> Text provided
Java : DocumentBuilderFactory (XML) with Examples

DocumentBuilderFactory (Java SE 17 & JDK 17) API Examples.
You will find code examples on most DocumentBuilderFactory methods.


Summary

Defines a factory API that enables applications to obtain a parser that produces DOM object trees from XML documents.

Class diagram

final var xml = """
        <root>
            <child-a>AAA</child-a>
            <child-b>BBB</child-b>
        </root>
        """;

final var factory = DocumentBuilderFactory.newInstance();
final var builder = factory.newDocumentBuilder();

final var document = builder.parse(new ByteArrayInputStream(xml.getBytes()));

final var childA = document.getElementsByTagName("child-a").item(0);
System.out.println(childA); // [child-a: null]
System.out.println(childA.getTextContent()); // AAA

final var childB = document.getElementsByTagName("child-b").item(0);
System.out.println(childB); // [child-b: null]
System.out.println(childB.getTextContent()); // BBB

Please see also the link below.

> Supplied information
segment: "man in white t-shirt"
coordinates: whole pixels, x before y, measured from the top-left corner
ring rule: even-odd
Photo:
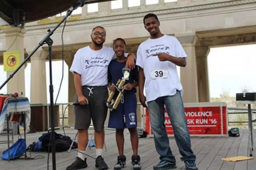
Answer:
[[[108,97],[108,70],[110,61],[116,58],[113,49],[103,46],[106,31],[96,27],[92,29],[91,45],[79,49],[74,57],[70,71],[74,76],[76,94],[74,102],[75,128],[77,129],[78,155],[66,168],[74,170],[88,166],[84,154],[88,142],[88,129],[91,118],[95,131],[96,145],[95,166],[106,169],[108,166],[102,156],[104,140],[104,124],[108,109],[105,102]],[[126,53],[126,67],[133,69],[136,57]]]
[[[181,160],[184,161],[186,169],[197,169],[185,117],[182,87],[176,67],[185,66],[187,55],[176,38],[161,33],[156,15],[147,14],[143,22],[150,38],[139,46],[136,65],[139,69],[140,101],[143,106],[148,109],[156,149],[160,156],[160,161],[154,166],[154,169],[177,167],[165,126],[165,105],[182,156]],[[143,94],[144,85],[146,97]]]

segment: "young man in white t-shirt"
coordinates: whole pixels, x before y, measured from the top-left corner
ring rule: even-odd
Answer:
[[[164,125],[165,105],[182,156],[181,160],[184,161],[186,169],[197,169],[185,117],[182,87],[176,67],[176,65],[185,66],[187,55],[176,38],[161,33],[156,15],[147,15],[143,22],[150,38],[139,46],[136,65],[139,69],[140,101],[148,109],[156,149],[160,156],[160,161],[154,166],[154,169],[177,167]],[[146,101],[143,94],[144,84]]]
[[[98,26],[93,29],[91,44],[79,49],[74,57],[70,71],[74,75],[76,94],[74,102],[75,128],[78,130],[78,155],[75,161],[66,168],[76,170],[88,166],[83,154],[88,141],[88,129],[91,118],[95,131],[96,145],[95,166],[99,169],[108,169],[102,155],[104,144],[104,124],[108,109],[105,101],[108,97],[108,70],[110,61],[116,58],[113,49],[104,46],[106,31]],[[126,66],[135,67],[135,55],[126,53]]]

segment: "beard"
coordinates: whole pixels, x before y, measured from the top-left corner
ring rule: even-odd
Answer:
[[[104,43],[104,41],[103,41],[102,43],[99,44],[99,43],[98,43],[97,42],[96,42],[96,41],[92,39],[92,42],[93,42],[93,43],[94,43],[94,45],[95,45],[95,46],[97,47],[101,47],[101,46],[102,46],[102,45],[103,44],[103,43]]]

> What you need to do
Set down, word for word, the part of the DocumentBuilderFactory page above that begins at the words "final var factory" and stops after "the link below.".

> Solution to the problem
final var factory = DocumentBuilderFactory.newInstance();
final var builder = factory.newDocumentBuilder();

final var document = builder.parse(new ByteArrayInputStream(xml.getBytes()));

final var childA = document.getElementsByTagName("child-a").item(0);
System.out.println(childA); // [child-a: null]
System.out.println(childA.getTextContent()); // AAA

final var childB = document.getElementsByTagName("child-b").item(0);
System.out.println(childB); // [child-b: null]
System.out.println(childB.getTextContent()); // BBB

Please see also the link below.